> EXTRAIT FOURNI:

#####

LA PRIORITE DES METHODES DE FORCE DANS LA LUTTE CONTRE LE TERRORISME INTERNATIONAL,
LE DEVELOPPEMENT DE L’ORDRE MONDIAL CONTEMPORAIN.

Alexandre BELOUSSOV.

Député à la Douma, chef adjoint de la délégation de la Douma chargé des rapports avec l’Union Européenne.

 

 

Le terrorisme international, défi le plus dangereux et incontrôlable de la civilisation humaine, déstabilise le Proche-Orient, l’Europe, la Tchétchénie, et d’autres régions de la planète, au profit économique et politique des forces extrémistes et des idéologues de ce "business" sanglant. La création de la coalition antiterroriste réunissant une centaine d’Etats, fait apparaître une certaine faiblesse du monde civilisé contemporain doté pourtant de la révolution scientifique et technique permanente. Est-il cependant possible d’opérer notre planète, la Terre, du terrorisme international ? Le XXème siècle était sous le signe des ambitions hégémoniques des dictateurs et des guerres mondiales faisant des millions de morts. La conférence de Potsdam mettant un terme à l’étape de domination par l’agression et la guerre, a néanmoins ouvert des horizons à d’autres méthodes de lutte : la guerre froide commençait, avec la création de deux mondes isolés par l’esprit de haine, au bord de la guerre nucléaire, achevé par la chute de l’une des superpuissance, l’Union soviétique. Le monde bipolaire est devenu unipolaire avec l’expansion de la civilisation occidentale ou plutôt américaine, sur le territoire de l’ancien bloc d’Etats socialistes. Ce processus a été appelé globalisation et les opposants ont été appelés anti-globalistes.

#####

> DONNÉES DES TÂCHES:
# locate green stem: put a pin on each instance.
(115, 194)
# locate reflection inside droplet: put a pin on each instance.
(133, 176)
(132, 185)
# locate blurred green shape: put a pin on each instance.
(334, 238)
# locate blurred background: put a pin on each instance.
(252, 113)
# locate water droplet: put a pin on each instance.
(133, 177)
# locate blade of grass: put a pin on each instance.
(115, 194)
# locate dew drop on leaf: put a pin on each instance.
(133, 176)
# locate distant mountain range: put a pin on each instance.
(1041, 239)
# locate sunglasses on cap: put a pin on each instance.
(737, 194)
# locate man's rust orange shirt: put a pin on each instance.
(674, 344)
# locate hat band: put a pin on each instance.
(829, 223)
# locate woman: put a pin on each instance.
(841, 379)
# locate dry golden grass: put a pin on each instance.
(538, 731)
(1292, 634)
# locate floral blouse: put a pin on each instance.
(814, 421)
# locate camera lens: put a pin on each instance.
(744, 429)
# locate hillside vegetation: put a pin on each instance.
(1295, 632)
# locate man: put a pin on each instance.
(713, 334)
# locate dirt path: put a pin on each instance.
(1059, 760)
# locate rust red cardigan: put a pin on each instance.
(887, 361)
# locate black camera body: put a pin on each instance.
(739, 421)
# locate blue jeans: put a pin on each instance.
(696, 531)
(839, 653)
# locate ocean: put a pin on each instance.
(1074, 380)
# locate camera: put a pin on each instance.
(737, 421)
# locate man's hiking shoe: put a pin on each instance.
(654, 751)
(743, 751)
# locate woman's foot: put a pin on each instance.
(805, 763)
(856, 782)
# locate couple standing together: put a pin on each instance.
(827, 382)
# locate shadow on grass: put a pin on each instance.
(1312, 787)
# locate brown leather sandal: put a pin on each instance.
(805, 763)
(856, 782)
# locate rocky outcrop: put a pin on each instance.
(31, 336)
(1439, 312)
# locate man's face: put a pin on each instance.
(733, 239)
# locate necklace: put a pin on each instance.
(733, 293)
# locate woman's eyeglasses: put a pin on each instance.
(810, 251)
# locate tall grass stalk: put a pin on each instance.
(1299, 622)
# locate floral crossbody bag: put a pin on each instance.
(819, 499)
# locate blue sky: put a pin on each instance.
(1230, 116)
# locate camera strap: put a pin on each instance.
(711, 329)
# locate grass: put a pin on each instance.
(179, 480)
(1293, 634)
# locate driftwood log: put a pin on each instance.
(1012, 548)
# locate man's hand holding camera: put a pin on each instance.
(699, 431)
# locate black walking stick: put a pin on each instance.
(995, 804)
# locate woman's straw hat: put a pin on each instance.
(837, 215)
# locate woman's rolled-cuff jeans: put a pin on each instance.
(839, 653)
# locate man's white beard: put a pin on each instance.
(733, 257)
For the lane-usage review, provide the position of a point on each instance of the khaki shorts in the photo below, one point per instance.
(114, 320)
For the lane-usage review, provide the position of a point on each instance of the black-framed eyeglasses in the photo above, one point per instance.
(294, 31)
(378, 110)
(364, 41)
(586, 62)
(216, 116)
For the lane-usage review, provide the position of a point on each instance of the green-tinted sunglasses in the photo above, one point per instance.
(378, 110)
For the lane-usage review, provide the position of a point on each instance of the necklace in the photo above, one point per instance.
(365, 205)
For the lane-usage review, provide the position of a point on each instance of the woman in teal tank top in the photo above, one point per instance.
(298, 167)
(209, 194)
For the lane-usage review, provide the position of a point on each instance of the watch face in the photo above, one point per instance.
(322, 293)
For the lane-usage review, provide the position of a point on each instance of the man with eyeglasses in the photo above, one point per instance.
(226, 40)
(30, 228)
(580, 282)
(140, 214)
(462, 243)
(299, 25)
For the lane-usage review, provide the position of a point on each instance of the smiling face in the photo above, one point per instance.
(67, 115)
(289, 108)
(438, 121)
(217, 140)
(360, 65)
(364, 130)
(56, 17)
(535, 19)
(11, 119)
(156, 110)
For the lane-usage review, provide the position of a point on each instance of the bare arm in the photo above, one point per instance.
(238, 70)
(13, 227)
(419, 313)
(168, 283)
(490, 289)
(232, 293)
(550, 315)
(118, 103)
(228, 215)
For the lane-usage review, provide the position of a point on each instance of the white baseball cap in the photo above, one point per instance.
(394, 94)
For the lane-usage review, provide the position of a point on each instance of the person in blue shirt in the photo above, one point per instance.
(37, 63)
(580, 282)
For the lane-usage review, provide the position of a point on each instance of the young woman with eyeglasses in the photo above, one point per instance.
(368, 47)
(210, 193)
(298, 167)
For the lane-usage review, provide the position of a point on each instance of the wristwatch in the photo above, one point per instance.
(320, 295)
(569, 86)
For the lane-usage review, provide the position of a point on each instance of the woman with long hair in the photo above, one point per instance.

#####

> CONSIGNES:
- a) Répondez aux questions suivantes d'après l'extrait fourni.
(i) Outre son mandat de député, quelle fonction Alexandre Beloussov exerce-t-il au sein de la Douma ?
(ii) Combien d'États la coalition antiterroriste réunit-elle ?
(iii) Quel nom a été donné au processus d'expansion de la civilisation occidentale sur le territoire de l'ancien bloc d'États socialistes ?
- b) Sélectionnez, parmi les lignes ci-dessus, chacune de celles qui contiennent le mot « blue », et recopiez-les. La casse doit être respectée.

> RÉPONSES PAR TÂCHE:
- a)
(i) Il est chef adjoint de la délégation de la Douma chargé des rapports avec l'Union Européenne.
(ii) Elle réunit une centaine d'États.
(iii) Ce processus a été appelé globalisation.

- b)
# locate blue jeans: put a pin on each instance.
# locate blue sky: put a pin on each instance.
For the lane-usage review, provide the position of a point on each instance of the person in blue shirt in the photo above, one point per instance.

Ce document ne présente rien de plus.